▸ **Texto fornecido**:
É com profunda convicção que o médico Jorge Polonia afirma que os resultados obtidos no estudo TIME vêm “finalmente colocar um ponto final” sobre o “mito” da cronoterapia da hipertensão. O especialista destaca que se trata de um estudo “muito bem feito” que permite aos médicos ter “a liberdade plena de poderem dar medicamentos de longa duração de ação de manhã ou à noite”, atendendo aos interesses do doente.
Um estudo recente quis comprovar se a toma de medicamentos anti-hipertensivos de manhã ou à noite tinha alguma influência no risco de eventos cardiovasculares. Por que razão, até agora, sempre existiu falta de consenso sobre a cronoterapia da hipertensão?

▸ **Listagem**:

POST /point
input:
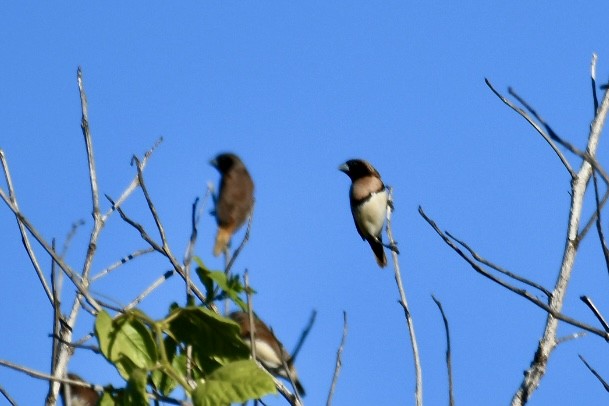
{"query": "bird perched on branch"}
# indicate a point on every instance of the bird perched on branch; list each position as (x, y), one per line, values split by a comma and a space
(368, 198)
(269, 350)
(235, 198)
(79, 395)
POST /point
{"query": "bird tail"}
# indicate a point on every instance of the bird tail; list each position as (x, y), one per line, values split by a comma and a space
(379, 252)
(222, 239)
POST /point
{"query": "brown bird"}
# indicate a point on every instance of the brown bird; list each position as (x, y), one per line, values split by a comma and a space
(368, 198)
(269, 350)
(78, 395)
(235, 198)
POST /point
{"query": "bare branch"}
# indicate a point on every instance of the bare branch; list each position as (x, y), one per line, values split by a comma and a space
(120, 262)
(554, 136)
(404, 303)
(547, 343)
(599, 226)
(246, 238)
(7, 396)
(596, 312)
(149, 290)
(521, 292)
(250, 312)
(339, 361)
(596, 374)
(449, 365)
(134, 183)
(84, 125)
(158, 248)
(545, 136)
(593, 80)
(75, 278)
(24, 237)
(570, 337)
(478, 258)
(304, 335)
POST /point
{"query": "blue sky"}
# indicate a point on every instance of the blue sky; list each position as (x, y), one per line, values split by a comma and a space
(296, 89)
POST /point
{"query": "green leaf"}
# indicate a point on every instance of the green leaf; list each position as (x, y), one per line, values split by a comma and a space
(126, 342)
(236, 382)
(103, 329)
(161, 381)
(230, 286)
(106, 400)
(211, 336)
(135, 393)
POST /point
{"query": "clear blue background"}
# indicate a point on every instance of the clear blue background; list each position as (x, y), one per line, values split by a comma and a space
(296, 89)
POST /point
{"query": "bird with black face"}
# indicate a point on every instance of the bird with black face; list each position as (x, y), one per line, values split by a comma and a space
(235, 198)
(269, 350)
(368, 198)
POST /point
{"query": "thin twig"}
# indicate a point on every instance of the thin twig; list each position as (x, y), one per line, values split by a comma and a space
(596, 312)
(250, 312)
(519, 278)
(190, 247)
(599, 226)
(303, 335)
(570, 337)
(120, 262)
(545, 136)
(554, 136)
(84, 125)
(24, 237)
(149, 290)
(449, 364)
(146, 237)
(593, 80)
(74, 277)
(547, 343)
(7, 396)
(246, 238)
(283, 356)
(292, 399)
(339, 361)
(134, 183)
(41, 375)
(404, 303)
(521, 292)
(89, 347)
(596, 374)
(56, 312)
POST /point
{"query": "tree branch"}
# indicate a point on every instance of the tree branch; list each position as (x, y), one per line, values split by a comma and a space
(404, 303)
(339, 361)
(449, 365)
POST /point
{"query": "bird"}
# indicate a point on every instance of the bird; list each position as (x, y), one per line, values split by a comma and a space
(235, 198)
(368, 199)
(269, 350)
(79, 395)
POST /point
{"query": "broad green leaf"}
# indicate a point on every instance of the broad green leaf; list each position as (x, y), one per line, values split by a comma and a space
(211, 336)
(235, 382)
(230, 286)
(163, 382)
(126, 342)
(135, 393)
(106, 400)
(103, 329)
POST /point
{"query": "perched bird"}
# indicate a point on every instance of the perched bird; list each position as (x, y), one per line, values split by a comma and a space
(235, 198)
(269, 350)
(79, 395)
(368, 197)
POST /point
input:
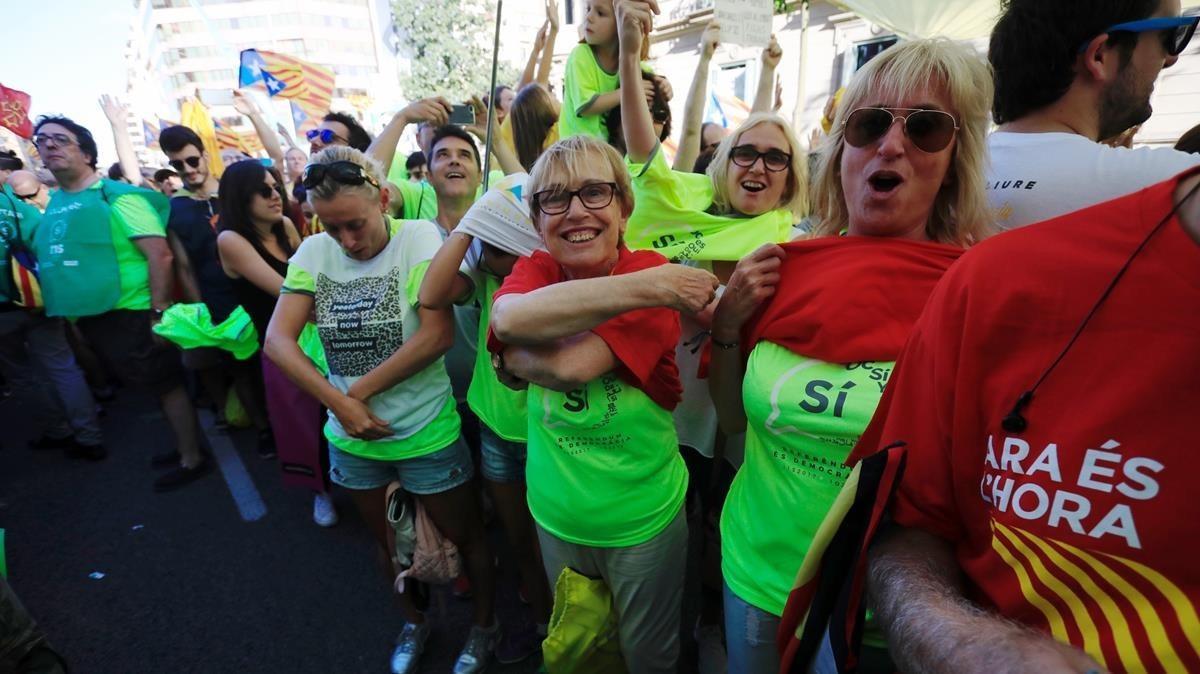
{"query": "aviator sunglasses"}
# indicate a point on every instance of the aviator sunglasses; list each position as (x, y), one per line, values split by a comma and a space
(930, 131)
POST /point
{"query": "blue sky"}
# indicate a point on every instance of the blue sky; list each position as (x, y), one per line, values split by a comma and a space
(65, 54)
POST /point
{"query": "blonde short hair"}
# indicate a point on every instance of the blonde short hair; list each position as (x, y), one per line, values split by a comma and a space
(330, 188)
(577, 157)
(960, 214)
(795, 197)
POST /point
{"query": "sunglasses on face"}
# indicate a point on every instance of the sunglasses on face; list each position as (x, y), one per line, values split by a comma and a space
(1176, 31)
(325, 134)
(59, 139)
(346, 173)
(178, 164)
(930, 131)
(774, 160)
(594, 197)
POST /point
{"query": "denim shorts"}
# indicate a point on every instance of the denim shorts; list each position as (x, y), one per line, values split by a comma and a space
(430, 474)
(502, 461)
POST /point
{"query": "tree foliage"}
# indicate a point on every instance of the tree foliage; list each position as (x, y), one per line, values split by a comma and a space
(449, 43)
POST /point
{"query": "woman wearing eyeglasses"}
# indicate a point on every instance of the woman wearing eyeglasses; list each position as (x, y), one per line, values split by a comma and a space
(591, 328)
(391, 416)
(807, 332)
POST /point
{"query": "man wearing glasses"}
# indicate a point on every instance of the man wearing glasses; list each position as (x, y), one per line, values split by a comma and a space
(1068, 74)
(103, 260)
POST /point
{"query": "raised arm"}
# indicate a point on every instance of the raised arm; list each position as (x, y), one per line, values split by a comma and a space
(754, 281)
(547, 52)
(118, 119)
(694, 107)
(568, 308)
(245, 104)
(443, 286)
(634, 22)
(916, 589)
(765, 96)
(435, 110)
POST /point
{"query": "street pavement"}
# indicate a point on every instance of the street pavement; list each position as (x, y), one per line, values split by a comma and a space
(187, 584)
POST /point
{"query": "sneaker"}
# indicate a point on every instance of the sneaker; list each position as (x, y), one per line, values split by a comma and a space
(709, 649)
(181, 475)
(88, 452)
(519, 644)
(47, 443)
(323, 511)
(479, 649)
(408, 649)
(165, 459)
(265, 449)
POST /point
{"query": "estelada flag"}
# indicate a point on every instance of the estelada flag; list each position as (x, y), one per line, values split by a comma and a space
(287, 77)
(15, 112)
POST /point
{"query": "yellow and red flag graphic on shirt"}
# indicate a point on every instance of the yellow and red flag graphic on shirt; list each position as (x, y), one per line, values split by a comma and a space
(287, 77)
(15, 112)
(1125, 614)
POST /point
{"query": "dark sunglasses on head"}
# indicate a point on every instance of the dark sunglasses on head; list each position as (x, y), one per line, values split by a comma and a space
(774, 160)
(930, 131)
(594, 196)
(1176, 31)
(346, 173)
(178, 164)
(325, 136)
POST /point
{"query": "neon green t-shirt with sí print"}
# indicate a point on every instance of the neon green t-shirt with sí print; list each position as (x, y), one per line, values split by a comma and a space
(582, 83)
(604, 465)
(499, 408)
(671, 217)
(803, 417)
(366, 311)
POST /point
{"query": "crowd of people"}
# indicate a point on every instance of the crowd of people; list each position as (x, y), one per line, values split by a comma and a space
(643, 355)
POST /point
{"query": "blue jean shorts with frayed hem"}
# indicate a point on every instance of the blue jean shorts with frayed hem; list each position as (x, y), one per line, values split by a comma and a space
(429, 474)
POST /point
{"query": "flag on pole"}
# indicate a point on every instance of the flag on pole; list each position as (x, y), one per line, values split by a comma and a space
(287, 77)
(15, 112)
(196, 116)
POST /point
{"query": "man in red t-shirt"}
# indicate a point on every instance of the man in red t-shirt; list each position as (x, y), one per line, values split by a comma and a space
(1071, 517)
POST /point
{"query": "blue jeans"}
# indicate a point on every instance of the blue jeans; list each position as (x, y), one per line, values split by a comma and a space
(749, 637)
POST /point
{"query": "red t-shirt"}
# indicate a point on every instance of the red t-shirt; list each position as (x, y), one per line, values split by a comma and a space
(1085, 524)
(642, 341)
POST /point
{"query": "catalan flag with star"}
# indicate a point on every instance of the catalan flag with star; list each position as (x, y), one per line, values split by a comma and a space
(307, 85)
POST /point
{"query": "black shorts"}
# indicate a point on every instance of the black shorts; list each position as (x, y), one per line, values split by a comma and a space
(124, 341)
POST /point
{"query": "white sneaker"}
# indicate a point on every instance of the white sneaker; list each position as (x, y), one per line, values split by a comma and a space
(323, 511)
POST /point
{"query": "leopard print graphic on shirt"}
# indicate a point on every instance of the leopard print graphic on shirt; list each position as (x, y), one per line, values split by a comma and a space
(360, 322)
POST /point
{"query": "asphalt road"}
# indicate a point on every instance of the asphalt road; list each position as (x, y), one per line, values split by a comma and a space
(189, 584)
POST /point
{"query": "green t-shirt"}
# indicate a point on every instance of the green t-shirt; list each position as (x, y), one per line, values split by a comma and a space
(132, 216)
(671, 217)
(604, 465)
(18, 221)
(583, 82)
(366, 310)
(803, 417)
(499, 408)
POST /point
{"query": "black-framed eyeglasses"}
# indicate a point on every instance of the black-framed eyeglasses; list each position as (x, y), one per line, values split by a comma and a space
(325, 134)
(346, 173)
(1177, 31)
(178, 164)
(59, 139)
(930, 131)
(773, 160)
(594, 196)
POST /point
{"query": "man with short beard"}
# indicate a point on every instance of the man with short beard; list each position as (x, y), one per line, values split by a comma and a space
(1068, 74)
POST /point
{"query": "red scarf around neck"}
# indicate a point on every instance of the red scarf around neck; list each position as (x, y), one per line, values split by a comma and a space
(850, 299)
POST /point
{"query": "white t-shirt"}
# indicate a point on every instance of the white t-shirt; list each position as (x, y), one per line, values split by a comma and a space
(1036, 176)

▸ **Ação necessária 1**:
As afirmações (a), (b) e (c) concordam com o texto sobre o estudo TIME? Responda sim ou não a cada uma e cite as palavras do texto que o decidem.
(a) Jorge Polonia considera que o estudo TIME foi bem feito.
(b) O estudo recente procurou saber se tomar os anti-hipertensivos de manhã ou à noite influenciava o risco de eventos cardiovasculares.
(c) Segundo Jorge Polonia, os medicamentos de longa duração de ação devem ser dados apenas à noite.
▸ **Ação necessária 2**:
Responda a estas perguntas com base no texto sobre o estudo TIME:
(a) Qual é a profissão de Jorge Polonia?
(b) Segundo ele, o estudo TIME põe ponto final em que mito?
(c) Em que risco o estudo recente quis verificar a influência do horário da toma?
▸ **Ação necessária 3**:
Prossiga o texto sobre o estudo TIME a partir do ponto em que termina.
Não é preciso consultar a listagem.

▸ **Resposta 1**:
(a) Sim: «se trata de um estudo “muito bem feito”».
(b) Sim: «se a toma de medicamentos anti-hipertensivos de manhã ou à noite tinha alguma influência no risco de eventos cardiovasculares».
(c) Não: «a liberdade plena de poderem dar medicamentos de longa duração de ação de manhã ou à noite».

▸ **Resposta 2**:
(a) É médico.
(b) No mito da cronoterapia da hipertensão.
(c) No risco de eventos cardiovasculares.

▸ **Resposta 3**:
Há muito tempo que sabíamos que dar um medicamento, de longa duração da hipertensão, de manhã ou à noite era indiferente do ponto de vista de eficácia anti- hipertensora. Havia 19 estudos que mostravam isto. No entanto, havia um estudo espanhol que tentava mostrar que poderia existir uma vantagem na administração noturna. Mais tarde, esse mesmo grupo espanhol publicou um estudo em que tentava sugerir que, para além do controlo da pressão arterial, a administração de medicamentos à noite era melhor do ponto de vista cardiovascular. Isto contrariava princípios gerais de farmacologia, uma vez que a diferença, numa situação de estabilidade, entre dar o medicamento à noite ou de manhã varia em concentrações na ordem dos 3%… Mas enfim, era o único estudo que existia. Ou seja, vivíamos num tempo em que havia um único estudo que sugeria benefícios em termos de risco cardiovascular.
Os autores desta pesquisa contrariam a ideia que de que a melhor hora para tomar os medicamentos para a hipertensão é antes de ir dormir. Qual a importância dos resultados obtidos nesta investigação?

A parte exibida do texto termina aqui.